● **What to do**:
Exactly and only the lines from the one containing "Target: bowl of food" through the close of the entries below are to be set down.
[start of Task data]
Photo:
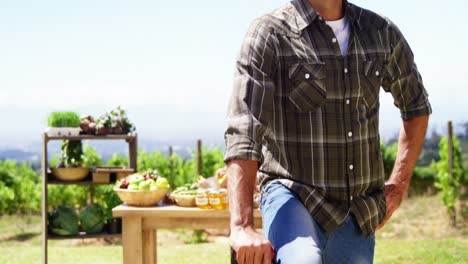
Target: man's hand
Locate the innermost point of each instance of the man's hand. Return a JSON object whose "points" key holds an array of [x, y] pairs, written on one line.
{"points": [[393, 196], [409, 146], [250, 246]]}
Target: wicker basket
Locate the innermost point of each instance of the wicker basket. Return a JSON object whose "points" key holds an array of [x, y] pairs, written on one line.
{"points": [[70, 174], [140, 198], [184, 200]]}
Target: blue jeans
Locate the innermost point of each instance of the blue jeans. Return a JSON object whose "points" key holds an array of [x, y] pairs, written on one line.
{"points": [[298, 238]]}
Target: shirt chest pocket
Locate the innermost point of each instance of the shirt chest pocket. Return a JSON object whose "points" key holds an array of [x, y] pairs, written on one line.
{"points": [[373, 72], [306, 91]]}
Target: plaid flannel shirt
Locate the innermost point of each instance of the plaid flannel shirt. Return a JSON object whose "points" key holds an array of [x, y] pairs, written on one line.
{"points": [[310, 116]]}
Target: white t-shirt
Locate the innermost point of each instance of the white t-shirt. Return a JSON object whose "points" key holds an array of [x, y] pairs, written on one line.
{"points": [[341, 29]]}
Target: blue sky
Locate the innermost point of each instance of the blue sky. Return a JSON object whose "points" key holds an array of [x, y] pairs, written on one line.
{"points": [[170, 63]]}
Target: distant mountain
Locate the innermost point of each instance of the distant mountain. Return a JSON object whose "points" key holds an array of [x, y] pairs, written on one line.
{"points": [[32, 152]]}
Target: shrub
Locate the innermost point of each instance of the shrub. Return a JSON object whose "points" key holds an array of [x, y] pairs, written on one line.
{"points": [[64, 119]]}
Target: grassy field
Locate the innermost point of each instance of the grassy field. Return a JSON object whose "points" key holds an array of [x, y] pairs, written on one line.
{"points": [[418, 233]]}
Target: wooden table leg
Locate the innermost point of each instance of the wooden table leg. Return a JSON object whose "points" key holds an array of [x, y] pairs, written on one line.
{"points": [[150, 246], [132, 240]]}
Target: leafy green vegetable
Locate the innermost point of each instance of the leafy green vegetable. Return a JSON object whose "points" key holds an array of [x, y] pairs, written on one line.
{"points": [[64, 221], [64, 119], [72, 152], [92, 218]]}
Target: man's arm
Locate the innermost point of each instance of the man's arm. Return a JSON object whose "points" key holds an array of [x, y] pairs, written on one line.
{"points": [[249, 115], [411, 139], [250, 246], [405, 84]]}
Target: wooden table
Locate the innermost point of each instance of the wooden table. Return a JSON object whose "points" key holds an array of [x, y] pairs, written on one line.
{"points": [[140, 224]]}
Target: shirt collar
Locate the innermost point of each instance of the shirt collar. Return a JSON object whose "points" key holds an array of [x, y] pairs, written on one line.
{"points": [[306, 14]]}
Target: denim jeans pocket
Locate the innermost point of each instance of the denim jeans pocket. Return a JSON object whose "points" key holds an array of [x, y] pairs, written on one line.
{"points": [[266, 193]]}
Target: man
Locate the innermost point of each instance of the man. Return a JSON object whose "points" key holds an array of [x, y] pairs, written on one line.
{"points": [[304, 116]]}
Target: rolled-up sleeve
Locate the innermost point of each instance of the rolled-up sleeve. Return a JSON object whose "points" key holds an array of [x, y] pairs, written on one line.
{"points": [[250, 107], [404, 81]]}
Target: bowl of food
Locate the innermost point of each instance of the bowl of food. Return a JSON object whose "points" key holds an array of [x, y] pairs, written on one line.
{"points": [[185, 195], [142, 189]]}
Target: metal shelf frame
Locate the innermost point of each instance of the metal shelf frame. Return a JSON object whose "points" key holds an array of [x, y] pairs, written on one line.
{"points": [[47, 179]]}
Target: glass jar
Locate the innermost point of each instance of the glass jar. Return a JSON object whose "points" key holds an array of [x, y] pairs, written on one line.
{"points": [[224, 198], [201, 199], [215, 199]]}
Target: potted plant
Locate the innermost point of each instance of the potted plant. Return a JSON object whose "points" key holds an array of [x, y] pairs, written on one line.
{"points": [[63, 124], [70, 167], [88, 124], [114, 122]]}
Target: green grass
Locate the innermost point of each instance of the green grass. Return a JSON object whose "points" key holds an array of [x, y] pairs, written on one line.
{"points": [[417, 233], [63, 119]]}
[end of Task data]
● **Full solution**:
Target: bowl of food
Locate the innermost point of each instance of the bowl of food. Return a JSON object whose "points" key holds an array of [x, y] pairs, written on one line.
{"points": [[185, 195], [142, 189]]}
Target: metal shelf frame
Locate the innermost point of each instance of the metal shelf frame. Return a JSON object whose "points" key holds an array of [x, y] pairs, written on one line.
{"points": [[47, 179]]}
Target: glass jar
Locate the innermost point of each instance of the glass jar. Return a JSON object whose "points" key holds an array of [x, y] pairs, written on one line.
{"points": [[224, 198], [201, 199], [215, 199]]}
Target: potted plant
Locate the innermost point of each instance of the potted plant. Return a JSON object whose "points" key holds an array of [x, y] pairs, written on one line.
{"points": [[63, 124], [70, 167], [88, 124], [114, 122]]}
Target: green grass
Locate the innermost point of each instance of the green grass. Return a JSON object whose "points" key holds an array of [x, y] pairs, written on one line.
{"points": [[417, 233], [63, 119]]}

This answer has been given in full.